Supplied information:
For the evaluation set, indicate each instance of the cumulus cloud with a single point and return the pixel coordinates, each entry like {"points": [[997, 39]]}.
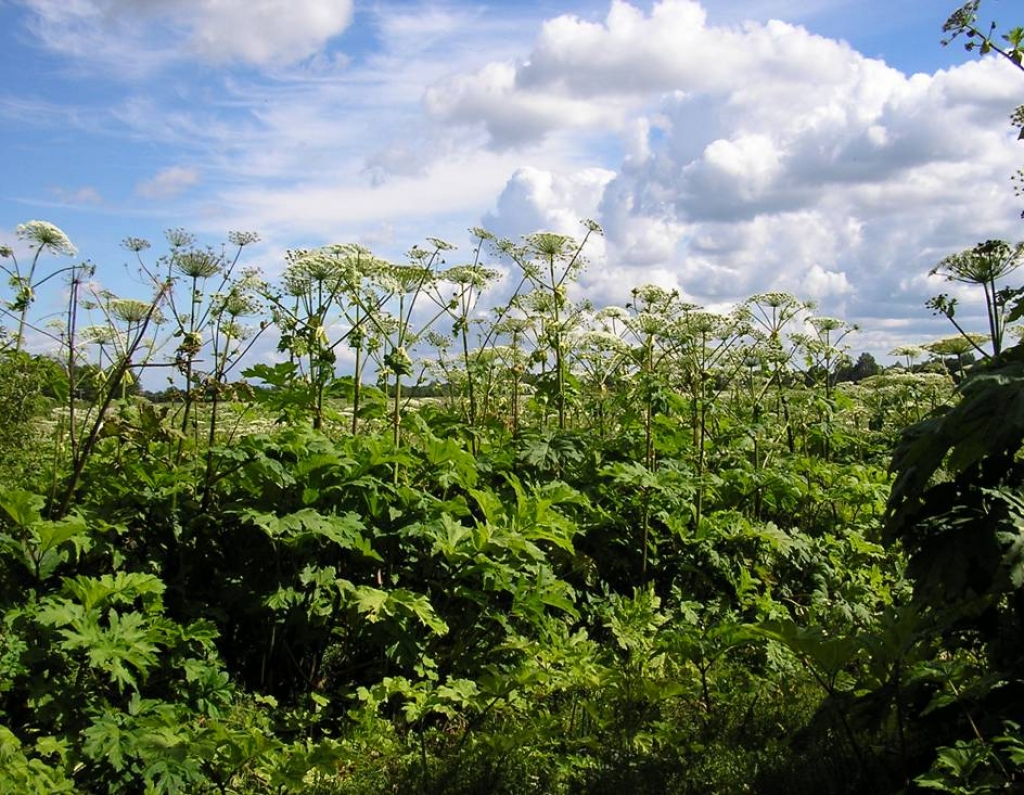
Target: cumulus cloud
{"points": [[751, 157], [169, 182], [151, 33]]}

--

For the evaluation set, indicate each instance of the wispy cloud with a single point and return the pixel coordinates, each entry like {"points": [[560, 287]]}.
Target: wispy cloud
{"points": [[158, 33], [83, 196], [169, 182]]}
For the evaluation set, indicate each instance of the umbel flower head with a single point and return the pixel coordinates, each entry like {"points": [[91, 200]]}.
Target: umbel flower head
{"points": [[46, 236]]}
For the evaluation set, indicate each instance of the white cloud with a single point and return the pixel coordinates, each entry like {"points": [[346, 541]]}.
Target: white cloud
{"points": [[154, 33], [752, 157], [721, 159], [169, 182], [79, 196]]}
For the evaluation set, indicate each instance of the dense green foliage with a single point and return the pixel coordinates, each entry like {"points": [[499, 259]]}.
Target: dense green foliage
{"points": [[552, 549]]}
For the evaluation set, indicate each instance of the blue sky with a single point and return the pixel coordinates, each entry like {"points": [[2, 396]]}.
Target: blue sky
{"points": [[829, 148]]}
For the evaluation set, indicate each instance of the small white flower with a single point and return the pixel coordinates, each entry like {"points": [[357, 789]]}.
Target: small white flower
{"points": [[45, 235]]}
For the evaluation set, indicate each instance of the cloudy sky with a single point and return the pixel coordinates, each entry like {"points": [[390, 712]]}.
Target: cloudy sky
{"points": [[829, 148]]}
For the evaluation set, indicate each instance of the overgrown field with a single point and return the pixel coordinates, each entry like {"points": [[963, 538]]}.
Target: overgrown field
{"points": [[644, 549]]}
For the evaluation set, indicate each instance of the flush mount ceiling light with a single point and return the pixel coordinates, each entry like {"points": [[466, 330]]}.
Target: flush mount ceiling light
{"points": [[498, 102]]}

Goal:
Filter the records above and copy every line that contains the word "blue".

Solution:
For the evaluation set, indicate each instance of the blue sky with a single point and return the pixel coordinates, each entry like {"points": [[2, 396]]}.
Target: blue sky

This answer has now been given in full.